- THE RECORDS
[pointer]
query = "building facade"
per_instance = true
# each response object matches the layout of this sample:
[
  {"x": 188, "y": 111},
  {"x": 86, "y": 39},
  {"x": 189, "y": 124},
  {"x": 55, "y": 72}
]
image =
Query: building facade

- ASSIGNED TASK
Locate and copy each line in the data above that includes the word "facade".

- ANSWER TO THE EXERCISE
query = "building facade"
Query: building facade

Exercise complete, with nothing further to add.